Record excerpts:
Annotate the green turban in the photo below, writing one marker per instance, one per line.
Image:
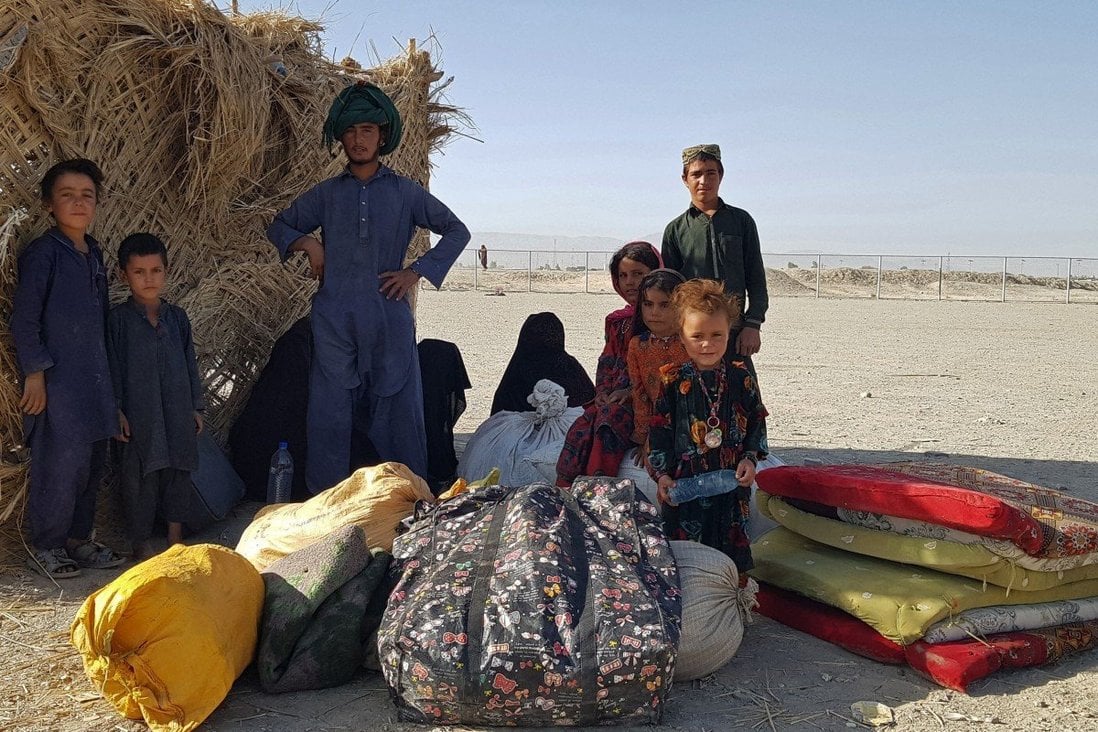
(363, 102)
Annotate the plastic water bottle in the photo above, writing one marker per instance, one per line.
(280, 480)
(713, 483)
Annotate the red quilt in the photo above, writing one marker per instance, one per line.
(954, 665)
(882, 491)
(1067, 526)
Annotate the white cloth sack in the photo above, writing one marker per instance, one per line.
(715, 609)
(523, 445)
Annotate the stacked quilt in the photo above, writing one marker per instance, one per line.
(955, 571)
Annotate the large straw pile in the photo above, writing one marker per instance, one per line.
(202, 139)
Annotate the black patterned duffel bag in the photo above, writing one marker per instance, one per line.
(534, 606)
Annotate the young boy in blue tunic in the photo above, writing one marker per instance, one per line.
(363, 335)
(57, 325)
(159, 395)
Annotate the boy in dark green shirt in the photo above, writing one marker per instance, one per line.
(717, 241)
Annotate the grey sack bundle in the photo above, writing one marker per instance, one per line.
(315, 621)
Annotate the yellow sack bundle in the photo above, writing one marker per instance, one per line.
(376, 498)
(167, 639)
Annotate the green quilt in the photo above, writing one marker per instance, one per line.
(899, 600)
(973, 561)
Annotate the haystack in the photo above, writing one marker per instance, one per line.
(205, 125)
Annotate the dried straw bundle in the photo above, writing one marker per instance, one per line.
(202, 141)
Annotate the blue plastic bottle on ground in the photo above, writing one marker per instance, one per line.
(702, 486)
(280, 479)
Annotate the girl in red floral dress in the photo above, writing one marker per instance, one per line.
(656, 345)
(598, 439)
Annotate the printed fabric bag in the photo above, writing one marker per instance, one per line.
(534, 606)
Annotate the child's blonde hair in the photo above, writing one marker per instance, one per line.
(705, 296)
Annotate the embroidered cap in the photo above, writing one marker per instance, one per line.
(694, 150)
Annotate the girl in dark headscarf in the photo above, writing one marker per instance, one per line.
(598, 439)
(540, 353)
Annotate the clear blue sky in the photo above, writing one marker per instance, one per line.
(918, 127)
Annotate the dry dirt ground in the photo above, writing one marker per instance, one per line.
(1010, 387)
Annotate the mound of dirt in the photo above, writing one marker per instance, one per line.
(779, 282)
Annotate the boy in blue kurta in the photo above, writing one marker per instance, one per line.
(363, 334)
(57, 324)
(158, 392)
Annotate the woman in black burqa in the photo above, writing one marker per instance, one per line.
(540, 355)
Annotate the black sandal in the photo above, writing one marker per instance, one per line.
(94, 555)
(53, 563)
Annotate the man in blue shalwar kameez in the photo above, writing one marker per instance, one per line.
(363, 335)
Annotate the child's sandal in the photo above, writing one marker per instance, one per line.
(53, 563)
(94, 555)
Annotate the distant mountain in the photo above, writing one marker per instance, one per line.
(503, 240)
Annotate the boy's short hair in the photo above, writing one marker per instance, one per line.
(81, 166)
(138, 245)
(705, 296)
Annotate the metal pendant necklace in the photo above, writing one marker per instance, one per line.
(713, 435)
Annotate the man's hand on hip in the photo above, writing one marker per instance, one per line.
(395, 285)
(748, 341)
(314, 250)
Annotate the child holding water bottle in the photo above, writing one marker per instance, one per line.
(158, 393)
(708, 417)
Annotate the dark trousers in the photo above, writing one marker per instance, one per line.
(166, 491)
(747, 359)
(65, 480)
(393, 424)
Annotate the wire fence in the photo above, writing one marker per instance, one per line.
(872, 277)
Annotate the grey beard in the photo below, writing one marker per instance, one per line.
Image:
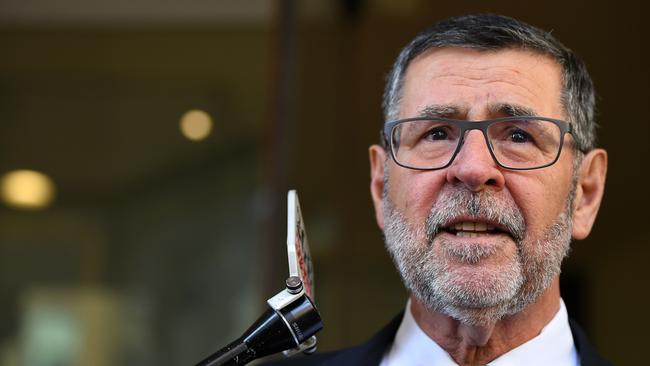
(487, 298)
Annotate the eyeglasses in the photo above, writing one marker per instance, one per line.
(517, 143)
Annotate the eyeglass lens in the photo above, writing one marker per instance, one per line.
(519, 144)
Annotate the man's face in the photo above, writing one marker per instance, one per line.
(473, 240)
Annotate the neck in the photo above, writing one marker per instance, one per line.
(472, 345)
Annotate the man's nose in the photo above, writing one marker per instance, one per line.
(474, 166)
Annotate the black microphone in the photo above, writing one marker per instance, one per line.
(290, 322)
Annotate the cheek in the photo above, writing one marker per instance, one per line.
(414, 192)
(541, 198)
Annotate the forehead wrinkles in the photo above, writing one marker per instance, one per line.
(510, 76)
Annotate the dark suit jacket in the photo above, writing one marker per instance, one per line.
(371, 352)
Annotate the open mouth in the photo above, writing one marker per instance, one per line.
(472, 229)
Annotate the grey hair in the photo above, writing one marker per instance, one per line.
(485, 32)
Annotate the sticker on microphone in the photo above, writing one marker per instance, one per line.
(297, 246)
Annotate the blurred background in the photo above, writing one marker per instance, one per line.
(146, 148)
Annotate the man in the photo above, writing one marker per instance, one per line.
(487, 170)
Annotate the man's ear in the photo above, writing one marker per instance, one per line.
(589, 192)
(377, 160)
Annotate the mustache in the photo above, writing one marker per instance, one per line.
(454, 202)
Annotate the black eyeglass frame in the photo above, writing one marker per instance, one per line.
(482, 126)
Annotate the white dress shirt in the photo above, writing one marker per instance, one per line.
(553, 346)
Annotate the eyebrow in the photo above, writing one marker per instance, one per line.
(440, 111)
(455, 111)
(512, 110)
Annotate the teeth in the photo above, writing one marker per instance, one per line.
(466, 234)
(472, 227)
(468, 226)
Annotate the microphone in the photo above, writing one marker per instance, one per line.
(291, 320)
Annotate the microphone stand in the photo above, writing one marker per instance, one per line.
(287, 326)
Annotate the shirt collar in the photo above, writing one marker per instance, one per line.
(553, 346)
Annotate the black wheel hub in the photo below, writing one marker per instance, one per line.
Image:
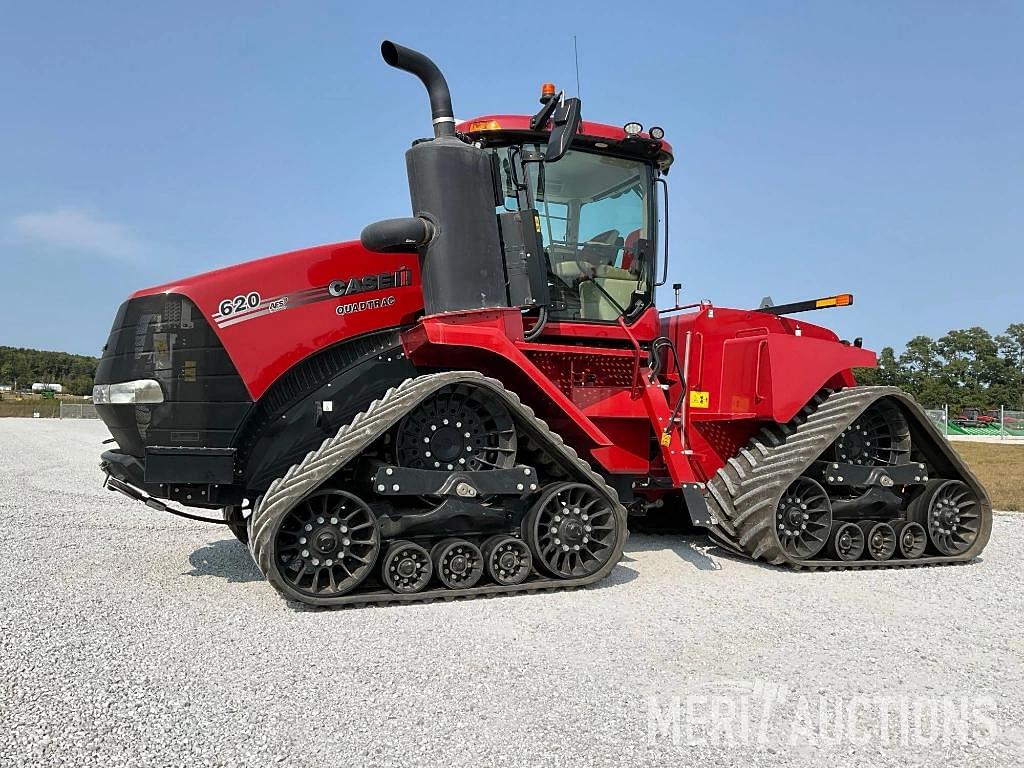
(803, 518)
(459, 563)
(953, 516)
(507, 559)
(459, 428)
(571, 529)
(407, 567)
(327, 545)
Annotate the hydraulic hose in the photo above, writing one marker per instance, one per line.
(440, 97)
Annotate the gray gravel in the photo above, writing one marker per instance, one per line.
(133, 638)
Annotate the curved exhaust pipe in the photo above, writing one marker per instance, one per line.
(440, 97)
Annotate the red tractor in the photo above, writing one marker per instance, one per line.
(480, 397)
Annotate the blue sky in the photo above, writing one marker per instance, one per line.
(867, 146)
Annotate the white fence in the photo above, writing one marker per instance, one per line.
(78, 411)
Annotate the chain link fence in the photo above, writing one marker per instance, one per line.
(1000, 422)
(78, 411)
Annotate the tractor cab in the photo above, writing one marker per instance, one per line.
(595, 205)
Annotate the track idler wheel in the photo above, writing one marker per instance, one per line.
(803, 518)
(880, 540)
(407, 567)
(846, 542)
(951, 514)
(507, 559)
(571, 530)
(326, 545)
(459, 563)
(910, 539)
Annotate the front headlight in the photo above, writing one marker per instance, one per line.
(128, 392)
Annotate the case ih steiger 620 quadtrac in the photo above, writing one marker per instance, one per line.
(477, 398)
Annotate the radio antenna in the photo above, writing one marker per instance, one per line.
(576, 53)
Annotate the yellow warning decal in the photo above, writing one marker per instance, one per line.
(699, 399)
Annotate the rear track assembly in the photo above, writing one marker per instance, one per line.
(769, 508)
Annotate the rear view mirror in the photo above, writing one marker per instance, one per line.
(566, 123)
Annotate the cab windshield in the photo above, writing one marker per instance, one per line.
(596, 224)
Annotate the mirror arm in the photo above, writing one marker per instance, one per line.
(665, 265)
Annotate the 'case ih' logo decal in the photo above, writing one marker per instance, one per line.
(399, 279)
(250, 304)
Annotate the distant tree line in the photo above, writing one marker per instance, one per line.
(74, 372)
(963, 369)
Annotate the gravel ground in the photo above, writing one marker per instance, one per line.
(134, 638)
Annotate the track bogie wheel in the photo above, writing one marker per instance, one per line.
(458, 563)
(846, 542)
(407, 567)
(803, 518)
(326, 545)
(507, 559)
(880, 436)
(911, 541)
(880, 540)
(950, 512)
(571, 529)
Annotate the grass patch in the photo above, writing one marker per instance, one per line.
(1000, 469)
(45, 409)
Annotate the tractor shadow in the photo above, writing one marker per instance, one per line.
(225, 558)
(696, 550)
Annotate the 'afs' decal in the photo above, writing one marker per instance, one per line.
(251, 304)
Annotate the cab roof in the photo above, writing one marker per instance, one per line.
(491, 127)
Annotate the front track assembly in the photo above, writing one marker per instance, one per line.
(859, 478)
(446, 486)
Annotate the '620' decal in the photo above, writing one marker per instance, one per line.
(250, 300)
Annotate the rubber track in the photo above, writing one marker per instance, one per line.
(743, 495)
(320, 465)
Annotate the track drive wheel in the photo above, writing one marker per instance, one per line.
(458, 563)
(880, 540)
(879, 436)
(507, 559)
(320, 549)
(950, 512)
(407, 567)
(459, 428)
(571, 529)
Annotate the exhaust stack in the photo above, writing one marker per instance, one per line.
(440, 97)
(454, 194)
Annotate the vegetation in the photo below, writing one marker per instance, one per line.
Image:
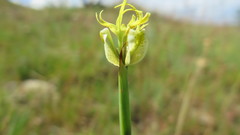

Your task: Among the entries above, determine how many lines hold the string "below" and report that number alone.

Worked solution: 4